Task 1:
In the KBS2 article, on what date did the channel start broadcasting in color?
Task 2:
Write the next part of the KBS2 article, picking up after its final sentence.

KBS 2TV
- Country: South Korea
- Network: Korean Broadcasting System

Programming
- Language: Korean
- Picture format: 2160p UHDTV (downscaled to 1080i and 480i for the HDTV and SDTV feeds respectively)

Ownership
- Owner: Korean Broadcasting System
- Sister channels: KBS1 KBS NEWS 24

History
- Launched: 1 December 1980; 45 years ago
- Replaced: TBC TV (1964–1980)

Links
- Website: KBS 2TV

Availability

Terrestrial
- Digital terrestrial television: Channel 7.1

Streaming media
- KBS: Watch live (South Korea only)

= KBS2 =

South Korean public television channel

KBS 2TV (KBS 제2텔레비전) is a South Korean free-to-air television channel launched on 1 December 1980. The channel is owned and operated by the Korean Broadcasting System, a public corporation that serves as South Korea's largest national broadcaster. In contrast to the primarily news-focused KBS1, the channel specializes in entertainment broadcasts.

== History ==
KBS2 was created following the implementation of the Policy for Merger and Abolition of the Press in 1980. The Tongyang Broadcasting Company, founded by Samsung founder Lee Byung-chul, had its license revoked by South Korea's nascent military dictatorship under Chun Doo-hwan; its operations were subsequently absorbed into the Korean Broadcasting System. At the time, TBC was Korea's second-largest radio and television company. On 30 November 1980, following TBC's final broadcast, the newly-created KBS2 channel signed on in Seoul and Busan, taking over TBC's former television and radio stations. A limited number of TBC's programs were continued under KBS, including the KBS Music Festival, which started in 1965.

The initial goal of KBS2 was to serve as a complement to the news-focused KBS1, with KBS2 being dedicated to cultural and educational programming. The channel began broadcasting in color on 22 December 1980, alongside the competing MBC TV channel. Initially commercial-free, the two KBS networks reintroduced commercial advertising on 7 March 1981. On 3 November 1986, KBS2 added a primetime news bulletin at 8:05pm, alongside several foreign-language learning programs.

Upon the introduction of cable television networks in South Korea in the early 90s, KBS2 was deemed a must-carry channel, in contrast to two of its largest commercial competitors, MBC and SBS. The channel adopted green as its signature color in 1993. On 20 April 1997, the channel saw a record ratings surge of 65.8% during the final episode of First Love, a highly-popular Korean drama that began airing on KBS2 in 1996.

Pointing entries
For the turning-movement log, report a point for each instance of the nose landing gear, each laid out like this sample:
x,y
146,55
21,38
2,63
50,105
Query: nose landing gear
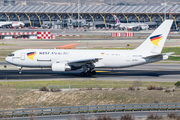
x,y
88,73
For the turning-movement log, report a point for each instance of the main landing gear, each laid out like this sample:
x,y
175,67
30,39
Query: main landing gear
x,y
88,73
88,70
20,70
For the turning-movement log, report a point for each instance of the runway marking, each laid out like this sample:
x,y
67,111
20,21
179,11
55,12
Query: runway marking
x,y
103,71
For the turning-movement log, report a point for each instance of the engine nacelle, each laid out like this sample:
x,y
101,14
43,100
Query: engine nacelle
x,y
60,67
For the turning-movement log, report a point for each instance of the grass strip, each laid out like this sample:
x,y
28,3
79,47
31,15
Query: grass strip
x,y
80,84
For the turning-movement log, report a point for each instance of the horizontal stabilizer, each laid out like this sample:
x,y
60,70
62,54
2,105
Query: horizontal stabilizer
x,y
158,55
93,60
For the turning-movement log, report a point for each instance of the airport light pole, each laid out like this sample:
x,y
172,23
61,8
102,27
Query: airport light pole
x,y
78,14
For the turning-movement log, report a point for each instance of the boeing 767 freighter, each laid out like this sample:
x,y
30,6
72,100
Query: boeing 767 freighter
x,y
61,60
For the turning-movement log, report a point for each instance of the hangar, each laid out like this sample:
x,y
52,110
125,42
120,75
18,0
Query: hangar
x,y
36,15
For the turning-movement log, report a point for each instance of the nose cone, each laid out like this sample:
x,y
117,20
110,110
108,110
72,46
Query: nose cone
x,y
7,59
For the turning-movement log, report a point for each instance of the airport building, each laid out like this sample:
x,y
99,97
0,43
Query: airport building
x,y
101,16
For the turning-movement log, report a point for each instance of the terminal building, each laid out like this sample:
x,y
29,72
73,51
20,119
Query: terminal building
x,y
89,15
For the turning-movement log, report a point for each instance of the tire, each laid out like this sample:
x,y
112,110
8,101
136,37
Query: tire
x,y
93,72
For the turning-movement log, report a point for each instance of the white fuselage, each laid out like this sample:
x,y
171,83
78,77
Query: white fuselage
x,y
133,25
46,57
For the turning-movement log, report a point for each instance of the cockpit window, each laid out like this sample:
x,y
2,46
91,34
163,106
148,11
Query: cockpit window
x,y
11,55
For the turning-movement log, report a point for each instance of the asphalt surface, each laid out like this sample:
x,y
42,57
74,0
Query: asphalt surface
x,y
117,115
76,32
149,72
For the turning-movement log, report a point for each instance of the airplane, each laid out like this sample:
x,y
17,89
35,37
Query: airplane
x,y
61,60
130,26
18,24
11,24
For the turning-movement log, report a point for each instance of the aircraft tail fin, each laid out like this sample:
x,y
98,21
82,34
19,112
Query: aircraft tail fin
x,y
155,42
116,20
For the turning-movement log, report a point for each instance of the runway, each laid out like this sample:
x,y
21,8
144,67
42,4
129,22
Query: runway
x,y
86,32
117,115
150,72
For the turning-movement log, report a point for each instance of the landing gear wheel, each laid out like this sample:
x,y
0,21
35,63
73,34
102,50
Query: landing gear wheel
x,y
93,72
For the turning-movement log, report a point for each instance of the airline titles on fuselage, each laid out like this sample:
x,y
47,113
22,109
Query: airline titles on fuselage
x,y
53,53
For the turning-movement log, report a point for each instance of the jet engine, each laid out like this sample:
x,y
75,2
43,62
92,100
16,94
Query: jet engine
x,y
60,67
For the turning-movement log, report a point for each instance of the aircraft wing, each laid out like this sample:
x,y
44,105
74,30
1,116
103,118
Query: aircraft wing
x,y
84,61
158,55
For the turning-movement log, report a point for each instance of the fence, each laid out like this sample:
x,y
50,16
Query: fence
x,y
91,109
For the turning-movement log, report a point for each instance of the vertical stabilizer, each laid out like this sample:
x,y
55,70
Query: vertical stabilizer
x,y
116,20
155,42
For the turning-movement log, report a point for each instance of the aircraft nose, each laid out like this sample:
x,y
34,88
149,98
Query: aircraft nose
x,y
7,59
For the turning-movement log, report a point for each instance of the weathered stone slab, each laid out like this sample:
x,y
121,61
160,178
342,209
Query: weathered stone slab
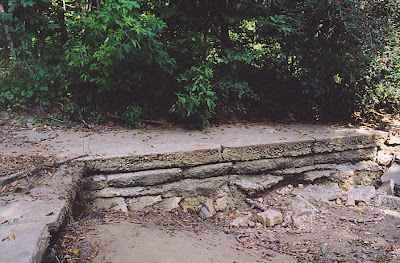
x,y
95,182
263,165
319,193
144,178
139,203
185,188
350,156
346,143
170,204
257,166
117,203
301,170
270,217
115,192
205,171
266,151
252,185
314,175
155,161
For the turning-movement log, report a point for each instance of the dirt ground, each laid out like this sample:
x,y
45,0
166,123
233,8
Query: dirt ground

Right answer 1:
22 December 1980

Right answer 2:
KBS2 began offering digital terrestrial broadcasts on a national scale in 2001. In 2012, the channel ceased airing analog broadcasts. On 14 October 2006, the channel's signal was interrupted for a 20-minute period during the evening broadcast due to technical issues.

KBS2 was granted a digital subchannel, KBS2 7-2, in 2015.

== Programming ==

Korean dramas comprise a significant portion of KBS2's broadcast schedule. During the final week of April 2024, only two of KBS2's dramas were among the ten-most watched programs of the genre on linear and OTT platforms, with viewing figures lower than dramas broadcast on competing channels tvN and JTBC, as well as streaming services.

In addition to dramas, KBS2 also airs news, variety shows and the popular music program Music Bank.

==Network==
KBS2's long-running analog broadcast, which ceased operations in 2012, was shown on the following channels across South Korea:
- Gangneung: channel 6
- Seoul: channel 7
- Busan: channel 7
- Jeju: channel 10
- Jeonju: channel 13
- Pohang: channel 20
- Chuncheon: channel 22
- Andong: channel 23
- Yeosu: channel 24
- Cheongju: channel 24
- Gwangju: channel 25
- Ulsan: channel 27
- Jinju: channel 27
- Mokpo: channel 29
- Chungju: channel 30
- Wonju: channel 31
- Daegu: channel 38
- Daejeon: channel 42
- Changwon: channel 45

==Mascot==
Kebit (케빗), the channel's official mascot, was introduced in July 2016. Kebit is portrayed as a space lifeform who descended to Earth, and represents "the light of KBS".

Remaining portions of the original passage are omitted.